=== What is needed ===
In the entries below, find each line with the word "water" and return it.

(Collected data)
━━━━
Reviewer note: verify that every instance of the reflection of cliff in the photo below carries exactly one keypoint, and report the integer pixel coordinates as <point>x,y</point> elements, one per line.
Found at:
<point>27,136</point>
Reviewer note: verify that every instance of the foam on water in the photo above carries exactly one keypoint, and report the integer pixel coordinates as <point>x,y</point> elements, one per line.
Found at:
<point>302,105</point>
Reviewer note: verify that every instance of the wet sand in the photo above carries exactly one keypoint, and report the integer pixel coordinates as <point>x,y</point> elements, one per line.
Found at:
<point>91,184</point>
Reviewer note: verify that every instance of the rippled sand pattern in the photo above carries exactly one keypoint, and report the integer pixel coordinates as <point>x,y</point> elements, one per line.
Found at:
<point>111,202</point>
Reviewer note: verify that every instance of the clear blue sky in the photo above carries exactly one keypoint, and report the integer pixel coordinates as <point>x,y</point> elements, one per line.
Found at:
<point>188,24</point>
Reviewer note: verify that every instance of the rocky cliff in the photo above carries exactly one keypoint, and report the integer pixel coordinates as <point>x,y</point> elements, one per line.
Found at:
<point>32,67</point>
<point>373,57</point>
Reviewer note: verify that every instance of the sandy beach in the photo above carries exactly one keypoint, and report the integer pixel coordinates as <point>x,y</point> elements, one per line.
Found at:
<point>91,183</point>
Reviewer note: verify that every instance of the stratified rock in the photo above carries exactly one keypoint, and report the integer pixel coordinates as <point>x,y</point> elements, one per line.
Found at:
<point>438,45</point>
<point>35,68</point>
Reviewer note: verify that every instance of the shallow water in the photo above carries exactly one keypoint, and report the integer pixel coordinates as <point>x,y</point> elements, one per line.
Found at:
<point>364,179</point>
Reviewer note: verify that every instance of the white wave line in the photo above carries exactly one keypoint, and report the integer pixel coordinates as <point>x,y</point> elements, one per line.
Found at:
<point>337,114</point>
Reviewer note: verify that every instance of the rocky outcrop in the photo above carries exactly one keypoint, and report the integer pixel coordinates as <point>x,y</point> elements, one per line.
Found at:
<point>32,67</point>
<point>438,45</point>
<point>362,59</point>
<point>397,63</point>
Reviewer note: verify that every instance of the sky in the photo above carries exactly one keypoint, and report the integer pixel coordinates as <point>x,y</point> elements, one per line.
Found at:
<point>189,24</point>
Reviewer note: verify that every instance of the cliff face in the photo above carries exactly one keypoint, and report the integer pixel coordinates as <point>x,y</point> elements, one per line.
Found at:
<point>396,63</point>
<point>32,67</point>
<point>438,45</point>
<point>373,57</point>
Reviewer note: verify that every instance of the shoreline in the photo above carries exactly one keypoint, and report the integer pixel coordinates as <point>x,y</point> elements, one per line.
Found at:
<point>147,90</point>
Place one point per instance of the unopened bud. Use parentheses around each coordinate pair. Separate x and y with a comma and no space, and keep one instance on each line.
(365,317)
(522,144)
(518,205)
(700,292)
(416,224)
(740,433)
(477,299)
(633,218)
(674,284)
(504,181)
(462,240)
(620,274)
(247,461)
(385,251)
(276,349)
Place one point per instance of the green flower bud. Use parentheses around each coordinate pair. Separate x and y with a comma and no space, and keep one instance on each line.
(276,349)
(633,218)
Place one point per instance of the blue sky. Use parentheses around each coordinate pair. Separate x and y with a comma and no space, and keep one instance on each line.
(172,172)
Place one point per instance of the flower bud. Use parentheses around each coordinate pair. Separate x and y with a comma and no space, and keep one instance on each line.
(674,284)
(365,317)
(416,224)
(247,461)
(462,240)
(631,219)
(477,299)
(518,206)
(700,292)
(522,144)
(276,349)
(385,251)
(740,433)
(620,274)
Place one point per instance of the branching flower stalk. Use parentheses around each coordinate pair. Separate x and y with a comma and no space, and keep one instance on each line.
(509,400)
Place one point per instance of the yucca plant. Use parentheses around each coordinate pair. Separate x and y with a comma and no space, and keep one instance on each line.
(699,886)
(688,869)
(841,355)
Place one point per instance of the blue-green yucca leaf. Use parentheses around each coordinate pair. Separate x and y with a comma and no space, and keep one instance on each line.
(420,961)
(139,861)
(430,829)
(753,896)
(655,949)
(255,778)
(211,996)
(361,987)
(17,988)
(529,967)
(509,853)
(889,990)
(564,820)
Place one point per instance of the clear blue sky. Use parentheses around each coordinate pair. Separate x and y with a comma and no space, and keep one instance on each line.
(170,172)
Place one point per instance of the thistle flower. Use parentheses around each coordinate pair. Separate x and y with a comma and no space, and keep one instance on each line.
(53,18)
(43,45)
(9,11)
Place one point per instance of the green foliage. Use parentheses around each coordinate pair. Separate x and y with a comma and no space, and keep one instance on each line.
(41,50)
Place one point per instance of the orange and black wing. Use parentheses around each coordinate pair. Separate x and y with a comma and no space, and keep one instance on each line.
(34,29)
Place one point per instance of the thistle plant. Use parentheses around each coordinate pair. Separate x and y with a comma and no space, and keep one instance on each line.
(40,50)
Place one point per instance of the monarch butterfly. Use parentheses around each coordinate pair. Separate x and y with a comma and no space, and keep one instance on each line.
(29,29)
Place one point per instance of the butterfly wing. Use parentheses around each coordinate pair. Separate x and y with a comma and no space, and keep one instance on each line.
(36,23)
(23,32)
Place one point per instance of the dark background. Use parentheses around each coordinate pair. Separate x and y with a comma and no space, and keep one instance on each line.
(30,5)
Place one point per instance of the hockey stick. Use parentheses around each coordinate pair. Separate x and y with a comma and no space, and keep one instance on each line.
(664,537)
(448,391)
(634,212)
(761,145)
━━━━
=== Response below ===
Reviewer note: verify that every instance of the foam on water in the photo above carries exactly one keypoint, and report the integer pixel coordinates as <point>x,y</point> elements, one per line.
Reviewer note: verify that every instance of the shallow water in the photo above carries exactly one keypoint, and report the integer pixel coordinates as <point>x,y</point> elements, one per line.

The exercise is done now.